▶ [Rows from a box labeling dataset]

# # #

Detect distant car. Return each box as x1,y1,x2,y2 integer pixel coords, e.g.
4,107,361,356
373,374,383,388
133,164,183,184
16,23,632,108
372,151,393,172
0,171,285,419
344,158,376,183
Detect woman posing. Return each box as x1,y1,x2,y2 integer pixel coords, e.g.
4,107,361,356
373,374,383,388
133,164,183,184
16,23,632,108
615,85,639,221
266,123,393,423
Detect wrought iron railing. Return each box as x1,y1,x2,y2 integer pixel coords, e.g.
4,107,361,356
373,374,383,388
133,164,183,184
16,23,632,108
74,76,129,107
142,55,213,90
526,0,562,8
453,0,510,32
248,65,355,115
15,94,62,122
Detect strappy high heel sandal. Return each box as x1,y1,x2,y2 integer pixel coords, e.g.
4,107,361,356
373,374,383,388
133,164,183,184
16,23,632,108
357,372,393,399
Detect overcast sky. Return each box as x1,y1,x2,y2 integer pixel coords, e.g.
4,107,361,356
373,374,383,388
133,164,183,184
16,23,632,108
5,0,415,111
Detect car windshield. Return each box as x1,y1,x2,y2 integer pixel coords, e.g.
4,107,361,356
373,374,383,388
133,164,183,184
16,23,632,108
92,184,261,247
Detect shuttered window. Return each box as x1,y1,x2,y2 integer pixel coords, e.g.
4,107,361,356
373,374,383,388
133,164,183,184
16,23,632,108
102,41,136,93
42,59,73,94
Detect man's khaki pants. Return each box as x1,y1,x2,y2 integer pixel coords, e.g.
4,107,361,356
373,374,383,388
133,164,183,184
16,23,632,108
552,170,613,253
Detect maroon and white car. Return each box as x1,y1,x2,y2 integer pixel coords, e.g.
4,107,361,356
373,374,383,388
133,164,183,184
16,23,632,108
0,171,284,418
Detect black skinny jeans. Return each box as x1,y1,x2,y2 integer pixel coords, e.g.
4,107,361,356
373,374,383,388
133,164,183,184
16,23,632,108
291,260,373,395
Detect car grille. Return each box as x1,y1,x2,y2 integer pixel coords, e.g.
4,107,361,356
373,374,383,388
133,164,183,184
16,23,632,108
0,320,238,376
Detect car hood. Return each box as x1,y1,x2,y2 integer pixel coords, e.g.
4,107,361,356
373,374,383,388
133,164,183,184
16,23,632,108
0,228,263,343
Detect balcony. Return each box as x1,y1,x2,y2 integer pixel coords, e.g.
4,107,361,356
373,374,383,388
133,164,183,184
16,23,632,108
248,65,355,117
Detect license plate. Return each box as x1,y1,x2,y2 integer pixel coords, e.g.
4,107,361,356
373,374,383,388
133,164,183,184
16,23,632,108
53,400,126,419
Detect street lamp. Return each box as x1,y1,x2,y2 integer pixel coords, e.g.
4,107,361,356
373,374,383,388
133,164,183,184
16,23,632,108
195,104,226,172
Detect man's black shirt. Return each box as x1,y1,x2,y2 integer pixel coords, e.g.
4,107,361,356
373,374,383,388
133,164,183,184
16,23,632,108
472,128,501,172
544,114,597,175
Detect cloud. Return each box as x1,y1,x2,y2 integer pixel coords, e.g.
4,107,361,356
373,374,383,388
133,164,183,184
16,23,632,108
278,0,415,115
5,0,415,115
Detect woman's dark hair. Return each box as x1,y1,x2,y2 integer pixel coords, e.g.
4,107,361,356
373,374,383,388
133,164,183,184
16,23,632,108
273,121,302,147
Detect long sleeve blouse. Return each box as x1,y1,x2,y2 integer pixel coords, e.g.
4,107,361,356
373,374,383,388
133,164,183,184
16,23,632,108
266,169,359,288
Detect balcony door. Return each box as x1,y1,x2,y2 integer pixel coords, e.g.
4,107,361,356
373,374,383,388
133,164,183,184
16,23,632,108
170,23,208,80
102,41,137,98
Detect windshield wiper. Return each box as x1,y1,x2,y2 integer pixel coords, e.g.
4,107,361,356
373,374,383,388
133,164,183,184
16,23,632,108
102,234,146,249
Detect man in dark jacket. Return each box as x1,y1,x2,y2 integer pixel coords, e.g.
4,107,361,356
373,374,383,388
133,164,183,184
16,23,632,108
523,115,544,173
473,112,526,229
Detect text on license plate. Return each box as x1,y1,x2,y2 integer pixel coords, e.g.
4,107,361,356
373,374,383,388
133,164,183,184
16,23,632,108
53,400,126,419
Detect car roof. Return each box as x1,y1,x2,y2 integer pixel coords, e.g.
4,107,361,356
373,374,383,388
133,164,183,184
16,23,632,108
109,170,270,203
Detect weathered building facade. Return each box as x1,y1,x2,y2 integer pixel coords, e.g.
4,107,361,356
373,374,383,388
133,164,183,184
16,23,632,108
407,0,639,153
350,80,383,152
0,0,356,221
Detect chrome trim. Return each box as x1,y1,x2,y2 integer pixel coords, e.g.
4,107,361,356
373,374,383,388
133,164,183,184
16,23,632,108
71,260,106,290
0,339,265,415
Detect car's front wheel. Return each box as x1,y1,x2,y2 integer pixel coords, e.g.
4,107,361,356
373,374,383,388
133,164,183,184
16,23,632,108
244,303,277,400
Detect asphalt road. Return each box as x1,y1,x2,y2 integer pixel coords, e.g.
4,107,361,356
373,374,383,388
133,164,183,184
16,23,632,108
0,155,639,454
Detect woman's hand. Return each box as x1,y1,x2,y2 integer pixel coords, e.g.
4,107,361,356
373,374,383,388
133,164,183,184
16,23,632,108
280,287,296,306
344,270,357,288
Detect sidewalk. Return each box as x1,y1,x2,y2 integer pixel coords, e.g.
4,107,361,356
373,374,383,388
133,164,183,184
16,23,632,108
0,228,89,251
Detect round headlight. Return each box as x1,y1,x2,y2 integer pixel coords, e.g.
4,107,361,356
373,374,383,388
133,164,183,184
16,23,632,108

# # #

▶ [Task details]
Repeat the entries shown above, every one, word for word.

▶ [Complete answer]
Detect distant car. Return each box as x1,y1,x2,y2 integer pixel coords, e.g.
4,107,361,356
373,374,383,388
133,164,183,184
16,23,632,108
372,151,393,172
0,171,285,419
344,158,376,183
Detect woman posing. Return each box as x1,y1,x2,y2 integer pixel coords, e.g.
4,107,361,356
373,374,383,388
133,164,183,184
16,23,632,108
615,85,639,221
266,123,393,423
Detect wrought iron railing. Return each box as x1,y1,x2,y2 integer pixel coords, e.g.
4,107,361,356
373,374,383,388
133,164,183,184
16,23,632,108
74,76,129,107
142,55,213,90
526,0,562,8
453,0,510,32
248,65,355,115
15,94,62,122
Detect strappy high heel sandal. Return each box as x1,y1,x2,y2 integer pixel coords, e.g.
4,107,361,356
373,374,383,388
133,164,183,184
16,23,632,108
357,372,393,399
Detect overcast sky. Return each box as x1,y1,x2,y2 integer pixel coords, e.g.
4,107,361,356
373,374,383,388
133,164,183,184
16,23,632,108
5,0,415,111
Detect car windshield. Return each box as x1,y1,x2,y2 integer pixel coords, e.g.
4,107,361,356
373,374,383,388
133,164,183,184
16,23,632,108
92,184,261,247
Detect shuttered window. Return each box as x1,y1,x2,y2 integer pixel coords, e.g.
4,107,361,356
373,374,383,388
133,164,183,184
16,23,632,108
102,41,136,93
42,59,73,94
Detect man's khaki pants. Return each box as x1,y1,x2,y2 integer pixel coords, e.g.
4,107,361,356
373,374,383,388
133,164,183,184
16,23,632,108
552,170,613,253
Detect maroon and white car. Return each box as x1,y1,x2,y2 integer pixel coords, e.g.
4,107,361,356
373,374,383,388
133,164,183,184
16,23,632,108
0,171,284,418
Detect black skinny jeans. Return each box as x1,y1,x2,y2 integer pixel coords, e.g.
4,107,361,356
373,374,383,388
133,164,183,184
16,23,632,108
291,260,373,395
Detect car grille. Return each box as x1,y1,x2,y2 integer pixel coords, e.g.
4,107,361,356
373,374,383,388
133,164,183,184
16,23,632,108
0,320,238,376
Detect car hood. Return each box as x1,y1,x2,y2 integer pixel coords, e.g.
4,107,361,356
373,374,383,388
133,164,183,184
16,23,632,108
0,228,263,343
Detect balcony. Return each box as x1,y1,x2,y2 integer pixel coords, e.g.
4,107,361,356
373,374,383,388
133,164,183,184
16,23,632,108
248,65,355,117
Detect license plate. Return each box as x1,y1,x2,y2 integer pixel coords, e.g.
4,107,361,356
373,374,383,388
133,164,183,184
16,23,632,108
53,400,126,419
Detect street lamp. Return each box as x1,y1,x2,y2 integer pixel coords, e.g.
4,107,361,356
373,374,383,388
133,164,183,184
16,23,632,108
195,104,226,172
Detect man's black shirt. Return each box as x1,y1,x2,y2 integer pixel coords, e.g.
4,107,361,356
373,374,383,388
133,164,183,184
16,23,632,108
472,128,501,172
544,114,597,175
Detect cloud. Return each box as x1,y1,x2,y2 integer pixel coords, e.g.
4,107,361,356
373,374,383,388
133,164,183,184
16,23,632,108
278,0,415,115
5,0,415,115
Detect woman's dark hair. Return each box as x1,y1,x2,y2 integer pixel coords, e.g.
4,107,361,356
373,374,383,388
133,164,183,184
16,23,632,108
273,121,302,147
Detect long sleeve blouse. Return each box as x1,y1,x2,y2 integer pixel coords, e.g.
4,107,361,356
373,374,383,388
133,164,183,184
16,23,632,108
266,169,359,288
Detect balcony door. Return each box as x1,y1,x2,y2 integer pixel coords, e.g.
4,107,361,356
373,374,383,388
133,164,183,184
16,23,632,108
170,23,208,80
102,41,137,98
Detect windshield wiper. Return each box as x1,y1,x2,y2 integer pixel coords, e.g.
4,107,361,356
373,374,383,388
133,164,183,184
16,23,632,108
102,234,146,249
Detect man in dark jacket. Return each box as x1,y1,x2,y2 integer pixel coords, e.g.
4,107,361,356
373,374,383,388
133,164,183,184
16,23,632,108
523,115,544,173
473,112,526,229
Detect text on license plate. Return each box as x1,y1,x2,y2 integer pixel coords, e.g.
4,107,361,356
373,374,383,388
133,164,183,184
16,23,632,108
53,400,126,419
Detect car roof. Return each box as x1,y1,x2,y2 integer pixel coords, e.g.
4,107,361,356
373,374,383,388
133,164,183,184
16,23,632,108
109,170,270,203
Detect weathered building facade. Return each box as x1,y1,x2,y2 integer pixel coords, e.g.
4,107,361,356
373,374,383,388
133,164,183,184
16,23,632,108
407,0,639,153
350,80,383,152
0,0,356,221
Detect chrome trim. Return each box as x1,y1,x2,y2 integer pixel coords, e.g.
4,107,361,356
373,374,383,388
133,164,183,184
16,23,632,108
71,260,106,290
0,339,265,415
Detect car's front wheel. Return each box as x1,y1,x2,y2 integer pixel coords, e.g.
4,107,361,356
373,374,383,388
133,164,183,184
16,23,632,108
244,303,277,400
Detect asphalt road. Return each box as x1,y1,x2,y2 integer pixel coords, e.g.
4,107,361,356
373,374,383,388
133,164,183,184
16,23,632,108
0,155,639,454
Detect woman's hand. Return each box as x1,y1,x2,y2 integer pixel coords, e.g.
4,107,361,356
373,374,383,388
133,164,183,184
16,23,632,108
280,287,296,306
344,270,357,288
Detect sidewalk. Return each box as x1,y1,x2,y2 integer pixel coords, e.g.
4,107,361,356
373,374,383,388
133,164,183,184
16,23,632,108
0,228,89,251
Detect round headlight. Return each box as x1,y1,x2,y2 integer pixel coords, e.g.
4,107,361,356
373,374,383,388
133,164,183,184
16,23,632,108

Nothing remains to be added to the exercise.